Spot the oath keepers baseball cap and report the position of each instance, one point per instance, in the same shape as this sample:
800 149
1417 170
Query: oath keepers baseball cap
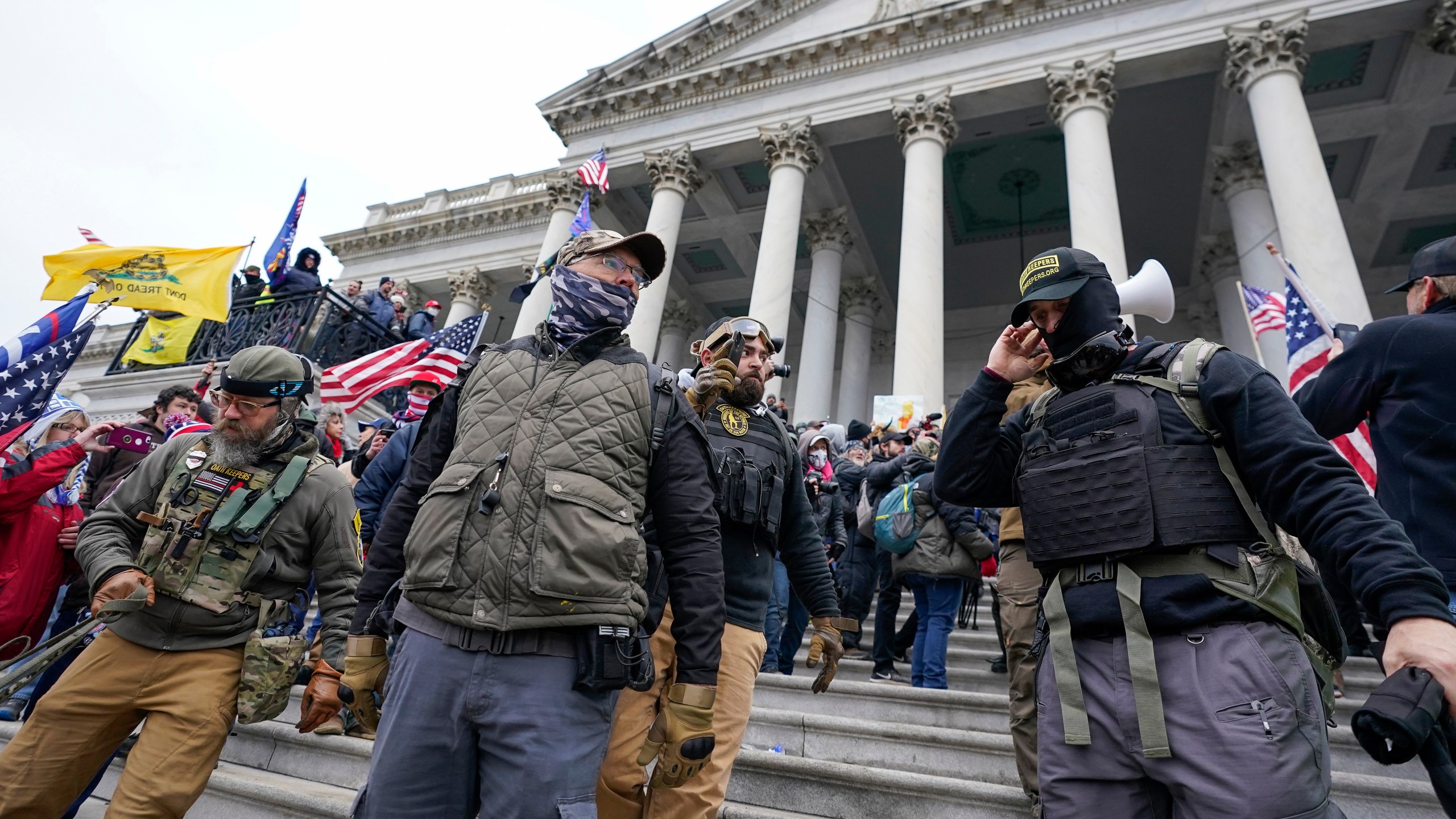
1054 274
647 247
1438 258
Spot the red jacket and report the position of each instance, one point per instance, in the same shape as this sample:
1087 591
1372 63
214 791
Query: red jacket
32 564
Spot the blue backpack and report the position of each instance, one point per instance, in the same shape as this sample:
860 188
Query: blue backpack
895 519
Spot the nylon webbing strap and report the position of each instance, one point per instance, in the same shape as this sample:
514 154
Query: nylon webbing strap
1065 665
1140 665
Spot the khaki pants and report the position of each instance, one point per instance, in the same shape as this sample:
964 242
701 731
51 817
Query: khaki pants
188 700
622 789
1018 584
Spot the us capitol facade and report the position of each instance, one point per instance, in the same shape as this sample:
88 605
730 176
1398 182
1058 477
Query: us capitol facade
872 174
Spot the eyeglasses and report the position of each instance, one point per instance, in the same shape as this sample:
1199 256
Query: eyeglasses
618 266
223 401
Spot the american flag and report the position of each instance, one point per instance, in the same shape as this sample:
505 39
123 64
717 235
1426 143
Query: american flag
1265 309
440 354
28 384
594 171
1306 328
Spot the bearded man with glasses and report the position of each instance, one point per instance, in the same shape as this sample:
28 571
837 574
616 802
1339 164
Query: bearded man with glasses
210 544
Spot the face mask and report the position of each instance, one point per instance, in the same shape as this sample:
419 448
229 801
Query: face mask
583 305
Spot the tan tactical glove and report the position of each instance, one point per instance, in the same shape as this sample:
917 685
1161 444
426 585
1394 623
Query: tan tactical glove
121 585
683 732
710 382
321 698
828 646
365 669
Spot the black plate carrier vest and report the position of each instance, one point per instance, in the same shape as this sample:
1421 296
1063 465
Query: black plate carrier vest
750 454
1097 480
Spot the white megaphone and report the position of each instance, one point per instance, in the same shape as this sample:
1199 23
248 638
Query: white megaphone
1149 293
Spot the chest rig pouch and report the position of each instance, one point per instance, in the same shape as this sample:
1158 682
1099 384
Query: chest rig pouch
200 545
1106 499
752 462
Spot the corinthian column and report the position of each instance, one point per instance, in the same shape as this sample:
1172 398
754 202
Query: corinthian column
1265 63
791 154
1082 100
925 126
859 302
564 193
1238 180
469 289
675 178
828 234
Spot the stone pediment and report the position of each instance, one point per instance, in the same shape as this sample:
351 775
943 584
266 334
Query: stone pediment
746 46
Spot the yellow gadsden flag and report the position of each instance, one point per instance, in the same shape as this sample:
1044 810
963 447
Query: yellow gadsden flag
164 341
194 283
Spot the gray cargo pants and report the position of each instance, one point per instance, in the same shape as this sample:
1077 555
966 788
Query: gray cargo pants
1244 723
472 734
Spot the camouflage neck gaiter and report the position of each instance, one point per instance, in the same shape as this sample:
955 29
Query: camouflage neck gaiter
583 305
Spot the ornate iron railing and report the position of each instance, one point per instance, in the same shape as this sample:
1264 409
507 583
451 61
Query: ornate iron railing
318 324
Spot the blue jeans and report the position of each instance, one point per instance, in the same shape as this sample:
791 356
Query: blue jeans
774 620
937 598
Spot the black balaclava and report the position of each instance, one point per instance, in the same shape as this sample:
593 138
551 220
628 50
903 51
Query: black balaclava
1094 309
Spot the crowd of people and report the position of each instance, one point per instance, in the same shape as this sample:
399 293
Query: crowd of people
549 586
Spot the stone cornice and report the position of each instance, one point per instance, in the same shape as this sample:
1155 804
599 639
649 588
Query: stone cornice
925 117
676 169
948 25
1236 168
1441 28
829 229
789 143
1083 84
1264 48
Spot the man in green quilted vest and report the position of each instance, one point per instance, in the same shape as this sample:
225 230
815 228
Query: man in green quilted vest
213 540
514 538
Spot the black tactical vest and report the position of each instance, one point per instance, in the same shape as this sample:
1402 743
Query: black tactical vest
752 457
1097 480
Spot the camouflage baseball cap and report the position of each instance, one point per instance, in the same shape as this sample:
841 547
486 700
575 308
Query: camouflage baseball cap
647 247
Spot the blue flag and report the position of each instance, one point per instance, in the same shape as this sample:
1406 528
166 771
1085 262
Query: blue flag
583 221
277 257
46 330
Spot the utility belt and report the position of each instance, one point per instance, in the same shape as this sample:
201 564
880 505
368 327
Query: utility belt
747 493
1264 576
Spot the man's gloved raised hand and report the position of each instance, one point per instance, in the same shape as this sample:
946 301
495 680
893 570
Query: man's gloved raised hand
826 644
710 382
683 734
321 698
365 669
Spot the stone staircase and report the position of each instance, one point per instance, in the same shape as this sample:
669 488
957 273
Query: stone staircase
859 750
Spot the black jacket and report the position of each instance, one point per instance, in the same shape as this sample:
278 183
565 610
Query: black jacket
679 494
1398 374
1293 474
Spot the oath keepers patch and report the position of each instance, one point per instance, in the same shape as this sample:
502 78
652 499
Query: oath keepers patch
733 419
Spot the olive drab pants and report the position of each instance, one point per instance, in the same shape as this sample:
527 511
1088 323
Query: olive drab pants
☆ ☆ ☆ ☆
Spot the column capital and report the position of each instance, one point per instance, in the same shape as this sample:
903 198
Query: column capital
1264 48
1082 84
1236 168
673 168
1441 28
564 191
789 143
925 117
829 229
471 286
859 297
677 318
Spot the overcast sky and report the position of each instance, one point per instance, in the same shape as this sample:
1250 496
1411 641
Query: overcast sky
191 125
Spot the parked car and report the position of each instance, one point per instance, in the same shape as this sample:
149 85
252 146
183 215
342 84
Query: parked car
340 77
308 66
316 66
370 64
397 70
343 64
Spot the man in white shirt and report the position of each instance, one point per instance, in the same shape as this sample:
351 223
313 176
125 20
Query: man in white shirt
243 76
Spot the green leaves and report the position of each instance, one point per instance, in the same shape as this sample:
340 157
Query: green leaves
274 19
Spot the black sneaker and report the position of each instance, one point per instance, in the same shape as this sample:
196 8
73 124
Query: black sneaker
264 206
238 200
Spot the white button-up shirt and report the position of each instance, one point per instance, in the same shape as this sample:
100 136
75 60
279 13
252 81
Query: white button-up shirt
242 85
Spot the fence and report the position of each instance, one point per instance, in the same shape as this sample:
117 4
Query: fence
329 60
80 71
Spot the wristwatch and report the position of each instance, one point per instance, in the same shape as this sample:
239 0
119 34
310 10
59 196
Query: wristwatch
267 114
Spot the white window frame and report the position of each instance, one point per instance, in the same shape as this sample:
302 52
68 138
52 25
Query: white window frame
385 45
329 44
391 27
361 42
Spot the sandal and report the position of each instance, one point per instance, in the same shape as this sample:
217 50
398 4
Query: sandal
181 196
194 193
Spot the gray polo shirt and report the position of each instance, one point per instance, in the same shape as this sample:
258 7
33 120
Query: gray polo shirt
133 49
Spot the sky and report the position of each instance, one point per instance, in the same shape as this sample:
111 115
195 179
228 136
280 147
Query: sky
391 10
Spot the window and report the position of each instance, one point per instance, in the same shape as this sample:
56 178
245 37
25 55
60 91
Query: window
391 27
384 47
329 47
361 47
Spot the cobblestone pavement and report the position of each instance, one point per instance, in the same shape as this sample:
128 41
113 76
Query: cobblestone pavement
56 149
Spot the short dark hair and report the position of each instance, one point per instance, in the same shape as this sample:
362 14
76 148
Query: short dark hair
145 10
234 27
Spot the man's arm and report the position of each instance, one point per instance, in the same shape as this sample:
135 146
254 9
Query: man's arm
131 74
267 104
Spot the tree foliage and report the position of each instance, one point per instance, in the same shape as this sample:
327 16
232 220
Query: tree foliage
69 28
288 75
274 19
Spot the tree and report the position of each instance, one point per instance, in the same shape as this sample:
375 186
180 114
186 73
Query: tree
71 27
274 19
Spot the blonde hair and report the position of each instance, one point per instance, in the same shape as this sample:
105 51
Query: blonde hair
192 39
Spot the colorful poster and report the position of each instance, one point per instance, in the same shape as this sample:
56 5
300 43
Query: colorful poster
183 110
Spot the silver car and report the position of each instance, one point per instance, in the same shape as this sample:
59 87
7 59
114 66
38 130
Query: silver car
☆ ☆ ☆ ☆
◆ Task to carry out: Output the records above as a numbered list, starting with the line that contains "Spot the window" and going on through the line that contains "Query: silver car". Leave out blank lines.

◆ Written answer:
1. Spot the window and report the position of each instance, one point per instance, in the same shape as this sample:
2. 56 178
3. 245 37
4. 25 55
5. 60 91
6. Query: window
7. 391 27
8. 384 47
9. 329 47
10. 361 47
11. Spot the cobblestone pavement and report the position of each instance, one point per instance, in the same shape as this sample:
12. 128 41
13. 113 76
14. Query: cobblestone pavement
15. 56 149
16. Spot the short dark hair and report the position of each instance, one point per instance, in the same shape as this sample:
17. 362 14
18. 76 148
19. Query: short dark hair
20. 145 10
21. 234 27
22. Spot the man's arm and report the position of each instance, one point per instance, in the same shape as this sample:
23. 135 146
24. 254 9
25. Query: man's arm
26. 131 74
27. 267 104
28. Spot the tree foliage and report the position of each instance, one point per instance, in the same shape as this sample:
29. 327 16
30. 232 220
31. Query: tree foliage
32. 69 28
33. 288 75
34. 274 19
35. Spot the tree and report the position of each instance, one point per instance, in the same shape as this sample:
36. 375 186
37. 180 114
38. 186 73
39. Query: tree
40. 71 27
41. 274 19
42. Spot the blonde hair and report the position of each instance, one point per instance, in the same shape as this sample:
43. 105 51
44. Query: blonde hair
45. 192 39
46. Spot the colorful poster and report the position of each instance, one point per instance, in the same shape as this sample:
47. 56 5
48. 300 43
49. Query: colorful poster
50. 183 110
51. Spot the silver car and report the position of each instance, one point per instance, in the same shape as this sample:
52. 59 87
53. 7 59
54. 114 66
55. 38 130
56. Query: silver car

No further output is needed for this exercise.